• Entries provided:
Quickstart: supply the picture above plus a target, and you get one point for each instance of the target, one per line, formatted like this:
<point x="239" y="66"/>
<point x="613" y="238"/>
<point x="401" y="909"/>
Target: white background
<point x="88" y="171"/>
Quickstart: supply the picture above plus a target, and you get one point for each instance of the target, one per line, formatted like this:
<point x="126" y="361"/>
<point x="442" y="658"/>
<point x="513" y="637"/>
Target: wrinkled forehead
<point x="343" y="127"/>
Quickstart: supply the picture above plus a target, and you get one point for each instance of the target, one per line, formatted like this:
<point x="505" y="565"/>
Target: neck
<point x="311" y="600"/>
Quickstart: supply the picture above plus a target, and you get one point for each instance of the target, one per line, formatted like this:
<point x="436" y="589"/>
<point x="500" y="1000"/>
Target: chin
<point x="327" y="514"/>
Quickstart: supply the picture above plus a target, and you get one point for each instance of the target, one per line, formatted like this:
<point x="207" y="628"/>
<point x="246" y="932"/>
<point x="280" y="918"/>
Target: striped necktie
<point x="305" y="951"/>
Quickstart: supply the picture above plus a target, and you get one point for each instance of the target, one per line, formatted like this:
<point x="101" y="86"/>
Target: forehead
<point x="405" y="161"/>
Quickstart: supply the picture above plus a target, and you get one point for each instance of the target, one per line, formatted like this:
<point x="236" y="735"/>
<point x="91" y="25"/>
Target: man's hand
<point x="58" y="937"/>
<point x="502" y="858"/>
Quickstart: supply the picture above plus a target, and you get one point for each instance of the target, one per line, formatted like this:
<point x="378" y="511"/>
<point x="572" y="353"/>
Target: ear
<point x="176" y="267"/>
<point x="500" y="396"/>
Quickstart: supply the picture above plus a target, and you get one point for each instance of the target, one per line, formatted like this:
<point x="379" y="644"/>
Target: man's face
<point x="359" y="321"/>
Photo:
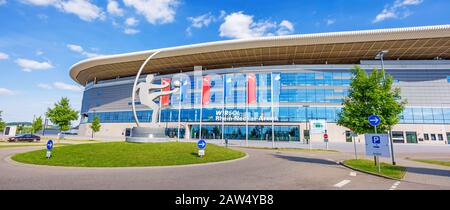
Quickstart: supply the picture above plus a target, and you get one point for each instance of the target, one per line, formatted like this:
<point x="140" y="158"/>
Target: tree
<point x="95" y="125"/>
<point x="62" y="114"/>
<point x="371" y="94"/>
<point x="36" y="125"/>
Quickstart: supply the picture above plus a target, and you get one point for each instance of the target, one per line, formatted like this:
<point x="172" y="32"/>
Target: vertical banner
<point x="206" y="91"/>
<point x="165" y="100"/>
<point x="251" y="91"/>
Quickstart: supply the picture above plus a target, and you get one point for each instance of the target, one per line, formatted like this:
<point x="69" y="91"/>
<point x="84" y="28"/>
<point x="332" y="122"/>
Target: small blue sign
<point x="49" y="145"/>
<point x="374" y="120"/>
<point x="376" y="140"/>
<point x="201" y="144"/>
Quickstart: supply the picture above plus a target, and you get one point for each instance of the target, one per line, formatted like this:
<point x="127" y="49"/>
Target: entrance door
<point x="411" y="137"/>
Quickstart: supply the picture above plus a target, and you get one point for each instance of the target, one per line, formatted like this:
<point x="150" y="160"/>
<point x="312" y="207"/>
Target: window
<point x="433" y="137"/>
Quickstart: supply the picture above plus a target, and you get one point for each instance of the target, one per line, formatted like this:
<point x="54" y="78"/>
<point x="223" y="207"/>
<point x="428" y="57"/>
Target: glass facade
<point x="280" y="97"/>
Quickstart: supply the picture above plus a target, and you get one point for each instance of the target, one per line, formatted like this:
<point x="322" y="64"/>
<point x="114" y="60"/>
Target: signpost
<point x="374" y="120"/>
<point x="201" y="146"/>
<point x="377" y="145"/>
<point x="49" y="148"/>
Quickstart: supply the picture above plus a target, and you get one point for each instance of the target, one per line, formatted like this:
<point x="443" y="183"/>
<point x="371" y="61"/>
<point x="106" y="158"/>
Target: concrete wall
<point x="336" y="133"/>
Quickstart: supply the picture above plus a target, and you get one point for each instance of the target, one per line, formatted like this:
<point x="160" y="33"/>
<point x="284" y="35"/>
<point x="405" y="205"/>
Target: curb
<point x="9" y="160"/>
<point x="369" y="173"/>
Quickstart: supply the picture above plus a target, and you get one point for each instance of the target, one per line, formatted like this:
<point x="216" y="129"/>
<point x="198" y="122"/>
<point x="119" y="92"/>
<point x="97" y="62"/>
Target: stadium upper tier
<point x="415" y="43"/>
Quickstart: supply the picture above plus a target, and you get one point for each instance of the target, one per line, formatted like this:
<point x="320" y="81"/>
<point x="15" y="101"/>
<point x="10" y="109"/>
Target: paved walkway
<point x="263" y="169"/>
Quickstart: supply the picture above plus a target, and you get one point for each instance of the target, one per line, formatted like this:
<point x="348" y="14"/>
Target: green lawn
<point x="435" y="162"/>
<point x="123" y="154"/>
<point x="292" y="149"/>
<point x="18" y="145"/>
<point x="396" y="172"/>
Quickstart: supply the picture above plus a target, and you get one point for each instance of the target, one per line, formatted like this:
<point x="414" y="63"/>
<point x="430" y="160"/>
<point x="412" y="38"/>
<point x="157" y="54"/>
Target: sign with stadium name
<point x="239" y="116"/>
<point x="318" y="126"/>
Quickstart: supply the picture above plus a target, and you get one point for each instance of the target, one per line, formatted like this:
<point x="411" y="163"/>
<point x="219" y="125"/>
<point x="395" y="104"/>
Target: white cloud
<point x="131" y="21"/>
<point x="43" y="2"/>
<point x="44" y="86"/>
<point x="397" y="10"/>
<point x="285" y="28"/>
<point x="155" y="11"/>
<point x="114" y="8"/>
<point x="29" y="65"/>
<point x="4" y="56"/>
<point x="200" y="22"/>
<point x="84" y="9"/>
<point x="80" y="50"/>
<point x="130" y="31"/>
<point x="8" y="92"/>
<point x="331" y="21"/>
<point x="64" y="86"/>
<point x="239" y="25"/>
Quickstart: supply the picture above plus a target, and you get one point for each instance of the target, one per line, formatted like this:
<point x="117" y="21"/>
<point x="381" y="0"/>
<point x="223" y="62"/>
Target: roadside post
<point x="201" y="146"/>
<point x="49" y="149"/>
<point x="354" y="144"/>
<point x="377" y="145"/>
<point x="374" y="120"/>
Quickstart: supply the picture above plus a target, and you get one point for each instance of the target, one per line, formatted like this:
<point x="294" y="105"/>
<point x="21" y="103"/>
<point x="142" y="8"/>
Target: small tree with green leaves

• Task to complete: Collect every line of the rows above that contains the string "forehead", matching case exactly.

• Problem solution:
Target: wrinkled forehead
Target: forehead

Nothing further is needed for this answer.